Exercise directions => In the listing below, can you rewrite the stretch from the line containing "trace: car headlight" through the line containing "[[[253,77],[251,76],[238,76],[237,77],[237,79],[253,79]]]" as a numbered list, leaving out any blank lines?

>> start

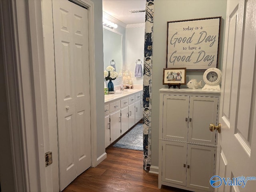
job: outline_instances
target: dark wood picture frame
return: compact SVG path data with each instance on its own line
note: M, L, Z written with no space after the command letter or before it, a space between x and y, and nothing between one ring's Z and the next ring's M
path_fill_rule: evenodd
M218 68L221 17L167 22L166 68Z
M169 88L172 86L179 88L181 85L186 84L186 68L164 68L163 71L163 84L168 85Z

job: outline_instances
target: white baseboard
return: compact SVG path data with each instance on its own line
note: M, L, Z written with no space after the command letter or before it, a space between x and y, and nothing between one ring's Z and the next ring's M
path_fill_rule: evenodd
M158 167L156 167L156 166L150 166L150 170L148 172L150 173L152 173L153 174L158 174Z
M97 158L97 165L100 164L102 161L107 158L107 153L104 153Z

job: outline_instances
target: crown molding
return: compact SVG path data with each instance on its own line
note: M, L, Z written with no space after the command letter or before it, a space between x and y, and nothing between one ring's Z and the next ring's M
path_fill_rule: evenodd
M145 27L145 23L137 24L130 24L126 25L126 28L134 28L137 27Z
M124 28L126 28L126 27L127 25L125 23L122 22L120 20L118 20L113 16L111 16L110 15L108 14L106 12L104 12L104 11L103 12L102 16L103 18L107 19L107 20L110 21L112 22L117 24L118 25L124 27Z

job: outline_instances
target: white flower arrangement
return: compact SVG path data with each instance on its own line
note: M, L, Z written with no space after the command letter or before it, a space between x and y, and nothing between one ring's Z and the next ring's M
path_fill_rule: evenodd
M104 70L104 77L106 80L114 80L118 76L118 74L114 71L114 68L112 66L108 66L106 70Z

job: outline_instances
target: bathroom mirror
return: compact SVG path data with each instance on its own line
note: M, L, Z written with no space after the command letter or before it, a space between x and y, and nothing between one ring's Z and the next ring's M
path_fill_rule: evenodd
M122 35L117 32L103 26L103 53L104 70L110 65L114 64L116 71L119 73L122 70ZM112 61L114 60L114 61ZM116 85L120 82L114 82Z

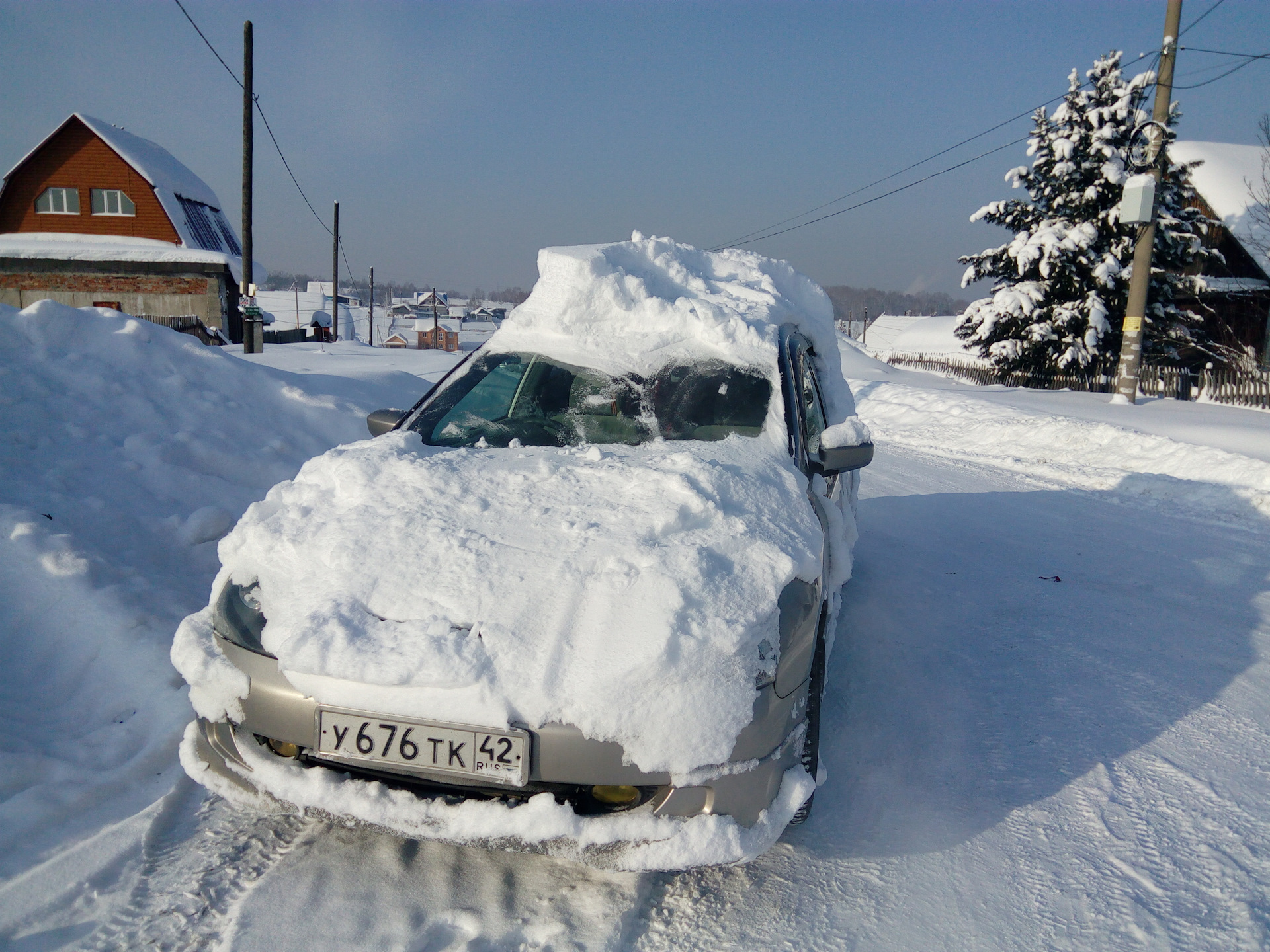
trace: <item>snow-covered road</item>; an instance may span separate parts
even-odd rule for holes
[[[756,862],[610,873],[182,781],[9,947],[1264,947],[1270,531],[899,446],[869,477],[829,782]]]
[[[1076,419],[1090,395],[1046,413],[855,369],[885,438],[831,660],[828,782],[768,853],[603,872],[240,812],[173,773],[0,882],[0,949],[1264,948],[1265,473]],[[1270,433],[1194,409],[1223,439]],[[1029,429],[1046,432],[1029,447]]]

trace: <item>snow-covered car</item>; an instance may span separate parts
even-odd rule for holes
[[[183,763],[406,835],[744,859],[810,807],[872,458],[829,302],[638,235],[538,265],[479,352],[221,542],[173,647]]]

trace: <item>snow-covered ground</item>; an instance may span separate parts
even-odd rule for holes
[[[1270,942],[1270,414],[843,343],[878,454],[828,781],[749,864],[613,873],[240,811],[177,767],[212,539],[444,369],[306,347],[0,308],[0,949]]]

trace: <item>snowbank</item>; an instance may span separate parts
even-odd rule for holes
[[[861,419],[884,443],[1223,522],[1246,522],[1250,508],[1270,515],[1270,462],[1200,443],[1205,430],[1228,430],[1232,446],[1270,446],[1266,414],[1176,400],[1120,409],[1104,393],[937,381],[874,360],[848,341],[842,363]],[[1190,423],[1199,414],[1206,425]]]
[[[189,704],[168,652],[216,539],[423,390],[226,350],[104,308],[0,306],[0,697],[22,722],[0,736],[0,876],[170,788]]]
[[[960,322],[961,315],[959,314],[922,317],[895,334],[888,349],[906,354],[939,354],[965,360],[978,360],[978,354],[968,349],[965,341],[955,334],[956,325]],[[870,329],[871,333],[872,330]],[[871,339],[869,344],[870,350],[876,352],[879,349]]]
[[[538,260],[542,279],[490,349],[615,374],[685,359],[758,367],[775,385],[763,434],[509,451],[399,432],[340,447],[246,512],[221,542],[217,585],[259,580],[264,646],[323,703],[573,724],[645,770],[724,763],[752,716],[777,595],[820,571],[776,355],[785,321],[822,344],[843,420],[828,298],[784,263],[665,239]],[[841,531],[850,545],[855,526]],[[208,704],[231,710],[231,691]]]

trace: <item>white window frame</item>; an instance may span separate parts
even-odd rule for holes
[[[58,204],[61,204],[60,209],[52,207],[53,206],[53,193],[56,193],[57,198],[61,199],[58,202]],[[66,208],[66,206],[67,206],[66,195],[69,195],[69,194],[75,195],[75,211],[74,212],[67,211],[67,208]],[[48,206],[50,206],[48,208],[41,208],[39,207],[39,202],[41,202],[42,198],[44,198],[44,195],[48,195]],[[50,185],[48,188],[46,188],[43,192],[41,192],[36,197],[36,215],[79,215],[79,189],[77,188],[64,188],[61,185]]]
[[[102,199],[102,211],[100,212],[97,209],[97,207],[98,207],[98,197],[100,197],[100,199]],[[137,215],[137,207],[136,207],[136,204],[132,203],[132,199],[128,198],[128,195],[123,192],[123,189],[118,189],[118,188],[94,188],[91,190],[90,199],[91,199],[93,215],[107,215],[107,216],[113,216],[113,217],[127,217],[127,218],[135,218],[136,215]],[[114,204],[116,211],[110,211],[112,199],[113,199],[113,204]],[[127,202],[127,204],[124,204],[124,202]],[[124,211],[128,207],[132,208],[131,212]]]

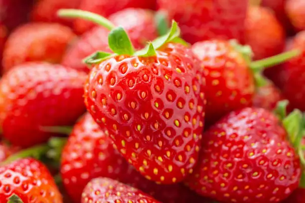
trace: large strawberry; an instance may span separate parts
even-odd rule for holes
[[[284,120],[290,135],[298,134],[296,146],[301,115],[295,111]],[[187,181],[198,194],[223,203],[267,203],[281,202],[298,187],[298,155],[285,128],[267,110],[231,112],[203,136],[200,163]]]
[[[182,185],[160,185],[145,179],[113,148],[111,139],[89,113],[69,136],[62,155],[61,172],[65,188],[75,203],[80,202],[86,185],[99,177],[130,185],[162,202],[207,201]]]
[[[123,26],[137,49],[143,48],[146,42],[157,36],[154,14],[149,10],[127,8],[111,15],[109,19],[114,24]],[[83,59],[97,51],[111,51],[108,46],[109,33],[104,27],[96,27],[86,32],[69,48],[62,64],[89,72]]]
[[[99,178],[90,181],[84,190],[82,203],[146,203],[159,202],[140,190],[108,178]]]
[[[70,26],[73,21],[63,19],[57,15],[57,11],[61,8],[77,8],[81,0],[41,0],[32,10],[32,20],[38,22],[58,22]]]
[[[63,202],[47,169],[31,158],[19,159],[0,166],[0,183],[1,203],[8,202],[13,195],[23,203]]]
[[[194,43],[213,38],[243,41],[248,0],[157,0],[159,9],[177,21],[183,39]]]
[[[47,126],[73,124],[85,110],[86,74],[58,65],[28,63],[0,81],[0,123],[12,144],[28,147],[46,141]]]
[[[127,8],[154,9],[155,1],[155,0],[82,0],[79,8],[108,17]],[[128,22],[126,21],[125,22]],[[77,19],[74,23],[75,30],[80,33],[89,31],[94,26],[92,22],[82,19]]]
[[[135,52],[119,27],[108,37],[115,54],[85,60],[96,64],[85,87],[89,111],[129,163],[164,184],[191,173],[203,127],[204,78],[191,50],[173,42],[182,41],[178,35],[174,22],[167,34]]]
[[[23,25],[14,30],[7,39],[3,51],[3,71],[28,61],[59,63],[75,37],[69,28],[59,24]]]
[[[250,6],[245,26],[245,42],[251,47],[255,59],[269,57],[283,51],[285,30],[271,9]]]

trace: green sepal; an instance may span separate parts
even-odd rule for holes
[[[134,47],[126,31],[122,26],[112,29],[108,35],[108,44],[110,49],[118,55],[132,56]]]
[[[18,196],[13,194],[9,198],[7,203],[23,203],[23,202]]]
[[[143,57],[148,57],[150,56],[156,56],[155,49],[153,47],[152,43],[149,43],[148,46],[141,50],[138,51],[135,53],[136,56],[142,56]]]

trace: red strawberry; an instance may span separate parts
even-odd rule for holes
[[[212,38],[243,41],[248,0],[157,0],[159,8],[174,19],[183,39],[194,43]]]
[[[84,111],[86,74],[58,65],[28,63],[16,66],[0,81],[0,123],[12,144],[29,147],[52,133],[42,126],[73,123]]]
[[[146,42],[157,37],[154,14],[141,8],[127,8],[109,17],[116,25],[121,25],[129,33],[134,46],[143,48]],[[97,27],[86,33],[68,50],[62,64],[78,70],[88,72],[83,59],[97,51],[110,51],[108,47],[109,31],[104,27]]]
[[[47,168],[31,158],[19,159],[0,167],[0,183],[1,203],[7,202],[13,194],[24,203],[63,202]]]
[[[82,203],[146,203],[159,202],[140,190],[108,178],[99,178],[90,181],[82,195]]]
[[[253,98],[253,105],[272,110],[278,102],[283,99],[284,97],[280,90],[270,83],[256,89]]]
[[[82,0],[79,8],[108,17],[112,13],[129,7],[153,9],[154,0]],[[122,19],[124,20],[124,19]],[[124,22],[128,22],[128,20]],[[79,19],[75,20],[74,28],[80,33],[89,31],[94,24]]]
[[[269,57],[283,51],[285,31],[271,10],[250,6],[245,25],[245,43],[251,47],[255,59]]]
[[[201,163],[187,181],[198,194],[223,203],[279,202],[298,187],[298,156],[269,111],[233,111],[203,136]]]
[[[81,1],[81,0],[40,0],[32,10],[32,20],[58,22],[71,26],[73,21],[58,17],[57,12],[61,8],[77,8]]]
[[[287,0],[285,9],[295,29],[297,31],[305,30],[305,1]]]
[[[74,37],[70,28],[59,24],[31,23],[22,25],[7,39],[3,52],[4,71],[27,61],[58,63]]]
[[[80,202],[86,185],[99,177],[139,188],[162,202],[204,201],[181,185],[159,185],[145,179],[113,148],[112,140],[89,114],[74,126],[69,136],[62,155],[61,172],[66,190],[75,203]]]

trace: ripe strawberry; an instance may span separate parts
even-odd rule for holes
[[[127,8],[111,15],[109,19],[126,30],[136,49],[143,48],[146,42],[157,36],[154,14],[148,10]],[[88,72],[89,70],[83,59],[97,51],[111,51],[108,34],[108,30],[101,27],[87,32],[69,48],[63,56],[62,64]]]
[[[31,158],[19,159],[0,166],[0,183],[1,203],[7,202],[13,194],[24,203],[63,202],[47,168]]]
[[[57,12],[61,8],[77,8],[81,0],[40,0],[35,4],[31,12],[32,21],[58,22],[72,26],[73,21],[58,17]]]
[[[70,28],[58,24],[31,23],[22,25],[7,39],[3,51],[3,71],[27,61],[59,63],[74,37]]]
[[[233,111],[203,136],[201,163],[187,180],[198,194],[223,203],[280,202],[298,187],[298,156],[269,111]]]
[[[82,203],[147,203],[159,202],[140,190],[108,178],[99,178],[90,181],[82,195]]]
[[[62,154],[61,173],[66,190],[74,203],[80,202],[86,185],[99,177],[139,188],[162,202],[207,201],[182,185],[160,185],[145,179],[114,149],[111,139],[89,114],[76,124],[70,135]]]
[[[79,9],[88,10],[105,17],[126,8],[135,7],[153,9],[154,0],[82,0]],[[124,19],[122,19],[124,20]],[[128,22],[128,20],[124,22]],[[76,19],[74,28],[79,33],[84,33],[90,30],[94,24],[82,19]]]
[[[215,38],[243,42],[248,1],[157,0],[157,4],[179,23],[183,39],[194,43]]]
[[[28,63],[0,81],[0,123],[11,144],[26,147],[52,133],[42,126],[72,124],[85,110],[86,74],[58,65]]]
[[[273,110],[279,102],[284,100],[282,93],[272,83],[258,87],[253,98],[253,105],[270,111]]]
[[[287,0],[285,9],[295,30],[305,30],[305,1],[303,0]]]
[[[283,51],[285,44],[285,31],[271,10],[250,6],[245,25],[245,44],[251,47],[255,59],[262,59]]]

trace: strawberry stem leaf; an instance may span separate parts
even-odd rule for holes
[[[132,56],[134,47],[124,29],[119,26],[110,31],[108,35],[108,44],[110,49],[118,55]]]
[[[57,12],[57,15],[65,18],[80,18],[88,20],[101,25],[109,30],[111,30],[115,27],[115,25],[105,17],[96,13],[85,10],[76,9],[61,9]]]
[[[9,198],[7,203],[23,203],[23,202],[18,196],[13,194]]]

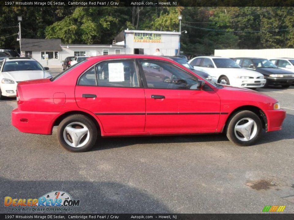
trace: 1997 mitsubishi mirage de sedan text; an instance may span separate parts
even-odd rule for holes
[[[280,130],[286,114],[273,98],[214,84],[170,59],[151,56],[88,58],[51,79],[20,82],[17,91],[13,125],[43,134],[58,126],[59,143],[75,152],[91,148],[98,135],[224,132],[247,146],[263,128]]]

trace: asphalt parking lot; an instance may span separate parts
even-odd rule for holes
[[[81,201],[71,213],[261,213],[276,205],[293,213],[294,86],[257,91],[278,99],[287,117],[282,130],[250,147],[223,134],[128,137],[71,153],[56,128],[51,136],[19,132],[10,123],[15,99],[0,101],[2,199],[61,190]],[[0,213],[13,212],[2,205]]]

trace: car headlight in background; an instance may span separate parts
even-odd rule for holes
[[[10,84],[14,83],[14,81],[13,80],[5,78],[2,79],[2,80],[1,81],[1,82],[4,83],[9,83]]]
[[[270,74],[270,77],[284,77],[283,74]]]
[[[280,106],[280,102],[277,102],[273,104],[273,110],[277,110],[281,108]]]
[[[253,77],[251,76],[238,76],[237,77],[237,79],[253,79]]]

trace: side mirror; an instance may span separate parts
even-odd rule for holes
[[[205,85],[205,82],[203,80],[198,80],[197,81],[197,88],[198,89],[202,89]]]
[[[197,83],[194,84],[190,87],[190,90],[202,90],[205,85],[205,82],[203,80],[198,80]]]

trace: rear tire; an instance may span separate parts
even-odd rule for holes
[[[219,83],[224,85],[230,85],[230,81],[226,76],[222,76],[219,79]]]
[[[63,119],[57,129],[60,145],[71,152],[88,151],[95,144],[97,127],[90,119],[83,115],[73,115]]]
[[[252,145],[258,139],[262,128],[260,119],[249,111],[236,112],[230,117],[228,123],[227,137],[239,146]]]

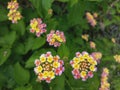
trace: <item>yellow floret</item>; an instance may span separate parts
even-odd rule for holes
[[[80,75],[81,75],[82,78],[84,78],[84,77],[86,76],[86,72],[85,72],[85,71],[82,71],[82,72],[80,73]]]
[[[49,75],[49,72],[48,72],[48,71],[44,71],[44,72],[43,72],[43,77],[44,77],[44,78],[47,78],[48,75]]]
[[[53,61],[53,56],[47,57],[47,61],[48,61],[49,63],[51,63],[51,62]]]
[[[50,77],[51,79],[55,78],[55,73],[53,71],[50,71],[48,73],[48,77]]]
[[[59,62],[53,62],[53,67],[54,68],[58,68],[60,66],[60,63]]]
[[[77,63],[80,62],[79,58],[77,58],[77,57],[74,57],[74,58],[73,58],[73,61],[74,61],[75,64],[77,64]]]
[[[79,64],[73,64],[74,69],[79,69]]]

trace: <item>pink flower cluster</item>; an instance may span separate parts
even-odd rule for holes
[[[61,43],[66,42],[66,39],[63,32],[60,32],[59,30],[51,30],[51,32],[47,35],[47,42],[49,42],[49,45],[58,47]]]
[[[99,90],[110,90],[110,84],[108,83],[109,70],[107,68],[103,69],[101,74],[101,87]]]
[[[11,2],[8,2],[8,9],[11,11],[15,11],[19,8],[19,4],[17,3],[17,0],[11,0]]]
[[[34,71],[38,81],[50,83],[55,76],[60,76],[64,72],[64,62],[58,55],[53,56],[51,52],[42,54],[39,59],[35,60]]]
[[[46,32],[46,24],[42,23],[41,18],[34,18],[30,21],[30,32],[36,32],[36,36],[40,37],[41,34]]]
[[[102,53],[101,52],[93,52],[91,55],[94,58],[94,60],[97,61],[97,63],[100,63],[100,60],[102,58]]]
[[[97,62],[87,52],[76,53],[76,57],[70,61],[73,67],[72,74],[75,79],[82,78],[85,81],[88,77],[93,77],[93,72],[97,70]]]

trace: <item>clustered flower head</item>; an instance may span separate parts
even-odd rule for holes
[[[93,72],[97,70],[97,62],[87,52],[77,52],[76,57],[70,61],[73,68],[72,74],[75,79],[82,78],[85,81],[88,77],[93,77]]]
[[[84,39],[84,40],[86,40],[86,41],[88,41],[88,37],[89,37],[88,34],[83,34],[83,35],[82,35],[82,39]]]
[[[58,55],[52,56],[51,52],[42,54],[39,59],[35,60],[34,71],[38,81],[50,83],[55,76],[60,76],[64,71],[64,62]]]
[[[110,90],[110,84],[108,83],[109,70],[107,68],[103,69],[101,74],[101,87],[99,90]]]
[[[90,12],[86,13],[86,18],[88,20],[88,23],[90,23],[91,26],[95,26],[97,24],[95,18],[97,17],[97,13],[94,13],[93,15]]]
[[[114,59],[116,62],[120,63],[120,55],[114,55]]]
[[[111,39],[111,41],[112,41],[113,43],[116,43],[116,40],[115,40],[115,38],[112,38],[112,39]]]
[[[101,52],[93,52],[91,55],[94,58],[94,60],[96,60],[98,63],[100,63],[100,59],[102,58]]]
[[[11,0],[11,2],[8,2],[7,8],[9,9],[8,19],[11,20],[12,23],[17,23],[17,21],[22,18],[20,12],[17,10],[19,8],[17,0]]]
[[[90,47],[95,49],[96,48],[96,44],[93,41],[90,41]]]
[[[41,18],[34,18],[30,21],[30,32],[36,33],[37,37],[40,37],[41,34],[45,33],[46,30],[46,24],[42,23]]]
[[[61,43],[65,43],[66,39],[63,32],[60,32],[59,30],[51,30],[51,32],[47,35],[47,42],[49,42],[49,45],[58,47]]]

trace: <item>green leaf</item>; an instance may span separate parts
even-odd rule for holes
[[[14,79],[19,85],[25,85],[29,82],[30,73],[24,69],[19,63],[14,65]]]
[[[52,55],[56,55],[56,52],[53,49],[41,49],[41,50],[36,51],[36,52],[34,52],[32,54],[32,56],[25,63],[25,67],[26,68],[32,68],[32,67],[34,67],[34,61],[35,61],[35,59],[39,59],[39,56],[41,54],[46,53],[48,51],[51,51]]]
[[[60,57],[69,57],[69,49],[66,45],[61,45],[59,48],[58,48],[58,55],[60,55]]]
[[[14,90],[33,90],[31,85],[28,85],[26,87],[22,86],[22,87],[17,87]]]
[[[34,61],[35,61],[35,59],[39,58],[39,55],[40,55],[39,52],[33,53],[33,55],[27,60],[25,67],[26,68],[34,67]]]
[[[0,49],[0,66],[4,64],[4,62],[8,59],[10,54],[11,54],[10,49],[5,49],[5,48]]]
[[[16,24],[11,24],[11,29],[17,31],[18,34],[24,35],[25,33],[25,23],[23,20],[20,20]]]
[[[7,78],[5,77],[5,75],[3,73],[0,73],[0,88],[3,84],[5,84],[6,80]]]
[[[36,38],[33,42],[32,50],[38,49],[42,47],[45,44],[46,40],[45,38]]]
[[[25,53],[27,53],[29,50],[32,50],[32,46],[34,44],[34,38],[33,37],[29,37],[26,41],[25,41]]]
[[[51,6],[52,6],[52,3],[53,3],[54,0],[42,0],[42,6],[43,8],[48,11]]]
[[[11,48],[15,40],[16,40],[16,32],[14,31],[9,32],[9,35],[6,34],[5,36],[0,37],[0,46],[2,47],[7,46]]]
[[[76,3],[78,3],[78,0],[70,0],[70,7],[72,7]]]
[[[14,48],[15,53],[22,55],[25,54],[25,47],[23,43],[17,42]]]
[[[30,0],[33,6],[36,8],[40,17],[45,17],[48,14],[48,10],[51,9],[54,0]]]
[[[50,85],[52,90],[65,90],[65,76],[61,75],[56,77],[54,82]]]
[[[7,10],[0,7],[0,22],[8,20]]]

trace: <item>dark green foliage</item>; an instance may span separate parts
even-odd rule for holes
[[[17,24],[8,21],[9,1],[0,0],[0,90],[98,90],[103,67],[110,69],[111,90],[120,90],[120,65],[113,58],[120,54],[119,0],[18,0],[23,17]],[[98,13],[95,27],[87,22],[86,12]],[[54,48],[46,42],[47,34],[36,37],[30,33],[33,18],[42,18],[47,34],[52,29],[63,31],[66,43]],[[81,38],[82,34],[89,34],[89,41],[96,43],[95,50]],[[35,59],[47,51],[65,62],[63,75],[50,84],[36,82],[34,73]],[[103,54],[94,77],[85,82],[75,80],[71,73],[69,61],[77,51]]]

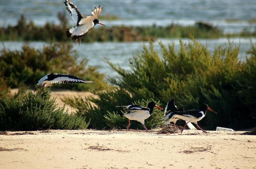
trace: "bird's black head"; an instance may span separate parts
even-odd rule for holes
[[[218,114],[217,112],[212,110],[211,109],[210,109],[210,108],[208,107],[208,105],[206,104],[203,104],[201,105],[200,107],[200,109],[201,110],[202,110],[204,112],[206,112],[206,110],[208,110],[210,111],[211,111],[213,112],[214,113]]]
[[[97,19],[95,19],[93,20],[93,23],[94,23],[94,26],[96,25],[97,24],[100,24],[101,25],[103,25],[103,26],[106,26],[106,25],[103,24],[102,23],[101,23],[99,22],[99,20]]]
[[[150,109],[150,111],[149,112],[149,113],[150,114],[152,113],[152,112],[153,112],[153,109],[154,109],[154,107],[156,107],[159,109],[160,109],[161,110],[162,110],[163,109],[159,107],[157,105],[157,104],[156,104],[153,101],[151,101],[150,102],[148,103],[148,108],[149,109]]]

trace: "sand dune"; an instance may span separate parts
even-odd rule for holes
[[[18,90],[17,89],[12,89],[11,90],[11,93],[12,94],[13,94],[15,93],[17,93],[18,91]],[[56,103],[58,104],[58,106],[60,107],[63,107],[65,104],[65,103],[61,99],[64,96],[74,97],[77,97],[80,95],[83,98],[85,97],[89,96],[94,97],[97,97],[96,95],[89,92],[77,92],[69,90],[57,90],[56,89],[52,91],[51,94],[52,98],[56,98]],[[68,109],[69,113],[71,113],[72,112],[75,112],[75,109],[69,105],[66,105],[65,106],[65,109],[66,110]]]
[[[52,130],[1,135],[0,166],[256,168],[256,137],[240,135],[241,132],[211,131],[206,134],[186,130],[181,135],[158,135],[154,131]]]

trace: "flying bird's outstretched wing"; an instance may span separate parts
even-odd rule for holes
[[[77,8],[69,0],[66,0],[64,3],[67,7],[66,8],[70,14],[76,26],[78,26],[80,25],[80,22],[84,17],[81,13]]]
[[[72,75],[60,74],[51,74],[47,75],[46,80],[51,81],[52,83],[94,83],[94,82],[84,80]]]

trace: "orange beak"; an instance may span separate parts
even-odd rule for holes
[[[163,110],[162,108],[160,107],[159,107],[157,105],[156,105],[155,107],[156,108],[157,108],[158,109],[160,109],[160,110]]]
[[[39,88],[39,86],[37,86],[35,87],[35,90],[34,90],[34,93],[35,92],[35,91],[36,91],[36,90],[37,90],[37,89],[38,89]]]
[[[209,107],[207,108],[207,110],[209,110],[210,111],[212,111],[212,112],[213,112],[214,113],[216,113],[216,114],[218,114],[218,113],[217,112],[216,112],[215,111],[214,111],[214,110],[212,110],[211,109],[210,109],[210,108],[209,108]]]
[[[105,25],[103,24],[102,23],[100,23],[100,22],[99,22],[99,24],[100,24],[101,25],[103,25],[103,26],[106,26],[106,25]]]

>> end

Result below =>
1. trace: car headlight in background; an instance may span separate parts
2. even-odd rule for holes
3. [[[10,84],[14,83],[14,81],[13,80],[5,78],[2,79],[2,80],[1,81],[1,82],[4,83],[9,83]]]
4. [[[270,74],[270,77],[284,77],[283,74]]]
5. [[[280,106],[280,102],[277,102],[273,104],[273,110],[277,110],[281,108]]]
6. [[[253,77],[251,76],[238,76],[237,77],[237,79],[253,79]]]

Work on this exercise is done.